• TO BE DONE
Rewrite the lines from the one containing "Each instance of the rear" up to and including the one containing "163], [133, 185]]", changing "rear wheel" to "back wheel" and leaving everything else as it is.

■ ■ ■ ■

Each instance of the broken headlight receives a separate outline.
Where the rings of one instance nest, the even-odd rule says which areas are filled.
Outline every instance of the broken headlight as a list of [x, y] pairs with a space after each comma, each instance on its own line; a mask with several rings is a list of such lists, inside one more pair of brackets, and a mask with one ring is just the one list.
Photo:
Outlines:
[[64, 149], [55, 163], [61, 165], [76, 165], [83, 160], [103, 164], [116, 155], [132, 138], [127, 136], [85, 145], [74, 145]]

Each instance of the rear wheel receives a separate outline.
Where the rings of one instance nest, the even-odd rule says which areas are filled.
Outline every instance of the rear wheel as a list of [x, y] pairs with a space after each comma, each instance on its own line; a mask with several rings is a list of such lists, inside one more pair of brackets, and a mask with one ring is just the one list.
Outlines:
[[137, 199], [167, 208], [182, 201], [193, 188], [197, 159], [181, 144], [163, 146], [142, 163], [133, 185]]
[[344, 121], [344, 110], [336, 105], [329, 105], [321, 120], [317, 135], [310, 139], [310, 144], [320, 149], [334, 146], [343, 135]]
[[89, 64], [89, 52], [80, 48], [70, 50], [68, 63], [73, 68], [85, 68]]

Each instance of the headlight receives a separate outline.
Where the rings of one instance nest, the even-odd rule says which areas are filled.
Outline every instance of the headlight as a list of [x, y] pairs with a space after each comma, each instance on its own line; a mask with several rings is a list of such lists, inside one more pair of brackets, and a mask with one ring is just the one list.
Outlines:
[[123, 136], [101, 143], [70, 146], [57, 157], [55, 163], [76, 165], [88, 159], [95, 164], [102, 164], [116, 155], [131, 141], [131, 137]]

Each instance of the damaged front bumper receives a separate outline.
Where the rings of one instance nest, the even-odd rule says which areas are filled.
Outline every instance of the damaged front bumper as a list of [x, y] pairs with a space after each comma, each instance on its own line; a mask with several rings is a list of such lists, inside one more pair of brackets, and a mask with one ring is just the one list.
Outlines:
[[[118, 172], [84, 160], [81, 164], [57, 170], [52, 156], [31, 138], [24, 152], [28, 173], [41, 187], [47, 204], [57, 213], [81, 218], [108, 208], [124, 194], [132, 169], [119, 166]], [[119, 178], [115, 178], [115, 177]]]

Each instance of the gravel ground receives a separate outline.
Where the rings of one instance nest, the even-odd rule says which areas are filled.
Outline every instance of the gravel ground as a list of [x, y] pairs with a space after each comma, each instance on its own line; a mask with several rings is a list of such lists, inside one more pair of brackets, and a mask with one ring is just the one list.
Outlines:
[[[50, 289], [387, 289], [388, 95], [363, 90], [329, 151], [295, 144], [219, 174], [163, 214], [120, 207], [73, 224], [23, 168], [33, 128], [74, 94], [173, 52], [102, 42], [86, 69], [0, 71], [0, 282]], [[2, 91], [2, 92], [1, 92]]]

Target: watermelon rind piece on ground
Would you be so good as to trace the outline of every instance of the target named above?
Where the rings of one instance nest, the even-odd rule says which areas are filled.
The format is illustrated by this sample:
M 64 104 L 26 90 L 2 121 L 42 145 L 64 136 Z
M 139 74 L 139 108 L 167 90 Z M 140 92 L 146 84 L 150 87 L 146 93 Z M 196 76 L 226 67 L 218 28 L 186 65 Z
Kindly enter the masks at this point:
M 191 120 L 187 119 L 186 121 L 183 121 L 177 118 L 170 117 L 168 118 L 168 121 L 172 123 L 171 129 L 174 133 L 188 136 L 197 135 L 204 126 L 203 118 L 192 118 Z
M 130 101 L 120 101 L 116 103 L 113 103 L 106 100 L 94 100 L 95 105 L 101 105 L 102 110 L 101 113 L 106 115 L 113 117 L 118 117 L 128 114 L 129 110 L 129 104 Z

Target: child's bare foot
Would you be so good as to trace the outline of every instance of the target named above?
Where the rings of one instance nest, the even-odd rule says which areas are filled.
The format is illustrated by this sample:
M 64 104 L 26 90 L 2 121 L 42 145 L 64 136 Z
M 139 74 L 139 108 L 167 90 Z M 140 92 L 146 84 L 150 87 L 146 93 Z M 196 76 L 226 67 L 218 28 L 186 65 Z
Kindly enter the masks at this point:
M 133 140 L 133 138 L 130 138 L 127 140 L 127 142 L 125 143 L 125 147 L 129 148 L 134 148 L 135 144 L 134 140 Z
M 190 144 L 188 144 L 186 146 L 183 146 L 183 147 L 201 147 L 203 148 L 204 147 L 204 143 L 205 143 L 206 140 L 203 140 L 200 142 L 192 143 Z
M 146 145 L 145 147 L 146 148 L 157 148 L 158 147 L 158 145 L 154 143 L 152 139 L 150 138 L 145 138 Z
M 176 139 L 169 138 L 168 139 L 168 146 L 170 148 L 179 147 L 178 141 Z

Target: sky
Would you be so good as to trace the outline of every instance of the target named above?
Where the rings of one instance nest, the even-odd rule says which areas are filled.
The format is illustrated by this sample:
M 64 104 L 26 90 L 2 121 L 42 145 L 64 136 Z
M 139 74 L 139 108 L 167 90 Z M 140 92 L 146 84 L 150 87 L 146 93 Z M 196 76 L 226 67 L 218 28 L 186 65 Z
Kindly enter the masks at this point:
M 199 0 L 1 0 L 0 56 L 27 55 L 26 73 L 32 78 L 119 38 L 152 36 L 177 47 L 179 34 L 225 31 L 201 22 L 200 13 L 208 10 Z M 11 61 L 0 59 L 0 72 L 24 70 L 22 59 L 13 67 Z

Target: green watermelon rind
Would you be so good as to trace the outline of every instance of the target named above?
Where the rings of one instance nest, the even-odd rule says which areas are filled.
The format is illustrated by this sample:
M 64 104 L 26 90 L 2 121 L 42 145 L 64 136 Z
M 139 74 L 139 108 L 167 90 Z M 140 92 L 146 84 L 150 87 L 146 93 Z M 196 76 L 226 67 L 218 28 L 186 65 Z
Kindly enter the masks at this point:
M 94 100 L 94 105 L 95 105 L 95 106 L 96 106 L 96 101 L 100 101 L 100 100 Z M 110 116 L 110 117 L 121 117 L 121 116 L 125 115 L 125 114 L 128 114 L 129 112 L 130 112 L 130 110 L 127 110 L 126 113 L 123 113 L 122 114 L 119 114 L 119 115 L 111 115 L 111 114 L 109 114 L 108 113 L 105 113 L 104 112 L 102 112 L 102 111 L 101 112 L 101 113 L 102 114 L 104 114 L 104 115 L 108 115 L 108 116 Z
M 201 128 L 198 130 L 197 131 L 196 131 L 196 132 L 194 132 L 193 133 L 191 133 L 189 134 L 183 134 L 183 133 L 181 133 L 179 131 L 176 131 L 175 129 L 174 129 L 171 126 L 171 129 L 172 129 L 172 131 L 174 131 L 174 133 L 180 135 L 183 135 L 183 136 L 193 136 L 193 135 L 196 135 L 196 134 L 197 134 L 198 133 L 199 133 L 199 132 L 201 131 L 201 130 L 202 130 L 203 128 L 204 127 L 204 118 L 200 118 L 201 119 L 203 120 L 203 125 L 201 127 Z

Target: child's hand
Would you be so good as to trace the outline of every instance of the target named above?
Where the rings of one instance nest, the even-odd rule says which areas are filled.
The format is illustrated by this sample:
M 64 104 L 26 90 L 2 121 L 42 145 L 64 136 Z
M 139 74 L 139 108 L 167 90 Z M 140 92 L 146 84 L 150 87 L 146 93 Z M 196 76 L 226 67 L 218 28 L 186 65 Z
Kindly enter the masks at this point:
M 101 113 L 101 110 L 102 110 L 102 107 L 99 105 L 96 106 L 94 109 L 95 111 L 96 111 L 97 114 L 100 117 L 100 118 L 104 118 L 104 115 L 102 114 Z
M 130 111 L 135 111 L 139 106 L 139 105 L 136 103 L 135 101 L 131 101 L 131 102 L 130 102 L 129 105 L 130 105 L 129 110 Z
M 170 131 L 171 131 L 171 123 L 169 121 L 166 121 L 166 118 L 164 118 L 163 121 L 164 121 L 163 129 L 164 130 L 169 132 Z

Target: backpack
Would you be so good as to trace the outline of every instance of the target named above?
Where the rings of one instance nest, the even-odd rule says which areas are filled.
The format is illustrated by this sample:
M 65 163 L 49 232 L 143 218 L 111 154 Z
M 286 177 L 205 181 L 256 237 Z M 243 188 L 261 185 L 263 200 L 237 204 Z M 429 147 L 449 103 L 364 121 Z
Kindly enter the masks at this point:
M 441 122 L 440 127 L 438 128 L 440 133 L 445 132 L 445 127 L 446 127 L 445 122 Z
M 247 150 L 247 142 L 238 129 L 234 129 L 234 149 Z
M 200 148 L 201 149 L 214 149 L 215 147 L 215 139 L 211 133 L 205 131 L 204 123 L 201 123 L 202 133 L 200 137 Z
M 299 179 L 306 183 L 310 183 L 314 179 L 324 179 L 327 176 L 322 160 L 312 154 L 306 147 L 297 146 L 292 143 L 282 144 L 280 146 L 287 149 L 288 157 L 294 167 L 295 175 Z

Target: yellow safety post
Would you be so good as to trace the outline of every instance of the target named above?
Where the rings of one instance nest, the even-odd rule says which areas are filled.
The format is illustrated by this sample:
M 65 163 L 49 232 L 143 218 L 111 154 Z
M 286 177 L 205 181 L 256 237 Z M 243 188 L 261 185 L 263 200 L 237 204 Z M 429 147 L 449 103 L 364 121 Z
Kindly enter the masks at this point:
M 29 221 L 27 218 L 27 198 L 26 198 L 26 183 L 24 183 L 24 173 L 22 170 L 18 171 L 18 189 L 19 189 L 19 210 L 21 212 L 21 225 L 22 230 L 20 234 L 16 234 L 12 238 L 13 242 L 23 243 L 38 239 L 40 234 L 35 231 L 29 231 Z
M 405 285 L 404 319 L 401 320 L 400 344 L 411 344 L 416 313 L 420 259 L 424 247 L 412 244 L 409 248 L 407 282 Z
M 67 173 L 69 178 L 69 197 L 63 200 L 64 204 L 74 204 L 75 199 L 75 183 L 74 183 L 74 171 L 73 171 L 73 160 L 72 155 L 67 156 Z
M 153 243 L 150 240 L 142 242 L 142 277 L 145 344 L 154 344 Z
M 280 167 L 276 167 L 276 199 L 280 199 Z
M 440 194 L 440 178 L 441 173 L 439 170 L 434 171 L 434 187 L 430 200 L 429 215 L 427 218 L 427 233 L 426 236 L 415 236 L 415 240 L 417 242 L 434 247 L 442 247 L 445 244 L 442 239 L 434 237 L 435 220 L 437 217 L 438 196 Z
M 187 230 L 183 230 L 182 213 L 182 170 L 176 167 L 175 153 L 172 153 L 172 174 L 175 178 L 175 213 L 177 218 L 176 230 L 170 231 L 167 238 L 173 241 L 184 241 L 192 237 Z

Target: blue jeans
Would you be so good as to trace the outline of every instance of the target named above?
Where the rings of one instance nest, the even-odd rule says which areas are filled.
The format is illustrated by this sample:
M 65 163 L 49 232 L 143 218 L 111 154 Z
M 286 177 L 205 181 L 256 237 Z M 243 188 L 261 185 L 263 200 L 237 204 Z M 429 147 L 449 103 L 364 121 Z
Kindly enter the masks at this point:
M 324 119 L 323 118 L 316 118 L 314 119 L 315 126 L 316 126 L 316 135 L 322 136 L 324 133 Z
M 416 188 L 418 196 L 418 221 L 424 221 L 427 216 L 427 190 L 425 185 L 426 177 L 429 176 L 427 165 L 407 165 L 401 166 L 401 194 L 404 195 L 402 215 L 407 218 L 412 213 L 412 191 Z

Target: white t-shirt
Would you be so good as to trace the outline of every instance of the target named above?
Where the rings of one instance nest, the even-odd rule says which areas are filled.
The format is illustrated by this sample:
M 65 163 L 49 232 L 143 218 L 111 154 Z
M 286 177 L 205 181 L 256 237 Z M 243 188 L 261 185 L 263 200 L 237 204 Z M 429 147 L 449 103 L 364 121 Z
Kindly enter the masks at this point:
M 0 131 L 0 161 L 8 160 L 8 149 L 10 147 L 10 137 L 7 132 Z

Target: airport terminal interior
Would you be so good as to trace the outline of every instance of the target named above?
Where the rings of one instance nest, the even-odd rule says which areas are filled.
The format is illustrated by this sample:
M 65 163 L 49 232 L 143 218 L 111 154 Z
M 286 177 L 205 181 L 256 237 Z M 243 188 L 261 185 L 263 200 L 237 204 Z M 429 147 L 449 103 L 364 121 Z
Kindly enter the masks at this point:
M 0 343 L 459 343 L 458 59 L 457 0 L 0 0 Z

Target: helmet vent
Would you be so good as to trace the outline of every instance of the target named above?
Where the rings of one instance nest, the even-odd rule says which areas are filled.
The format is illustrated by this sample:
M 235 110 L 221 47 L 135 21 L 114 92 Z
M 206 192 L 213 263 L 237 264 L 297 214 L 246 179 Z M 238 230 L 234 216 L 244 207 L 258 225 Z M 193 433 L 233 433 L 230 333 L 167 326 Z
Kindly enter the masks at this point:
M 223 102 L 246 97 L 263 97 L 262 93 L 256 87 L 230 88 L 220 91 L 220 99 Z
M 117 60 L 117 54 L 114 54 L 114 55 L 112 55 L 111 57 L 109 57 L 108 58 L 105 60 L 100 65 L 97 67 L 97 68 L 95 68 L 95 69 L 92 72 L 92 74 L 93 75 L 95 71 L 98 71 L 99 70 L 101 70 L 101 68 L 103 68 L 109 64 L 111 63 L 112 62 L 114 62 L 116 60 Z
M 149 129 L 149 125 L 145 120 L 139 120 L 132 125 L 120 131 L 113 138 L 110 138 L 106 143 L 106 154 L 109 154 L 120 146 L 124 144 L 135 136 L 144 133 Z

■ ■ ■ ■

• EXERCISE SOLUTION
Each instance of the back wheel receives a separate outline.
Where the rings of one instance nest, the even-odd rule says which areas are filled.
Outline every instance of the back wheel as a list of [x, y] pairs with a space after each comma, each instance on its own line; a mask with several rings is a list of such lists, inside one more pair of brackets, and a mask with one ring is just the one list.
Outlines:
[[137, 199], [167, 208], [182, 201], [193, 188], [197, 159], [181, 144], [163, 146], [142, 163], [133, 185]]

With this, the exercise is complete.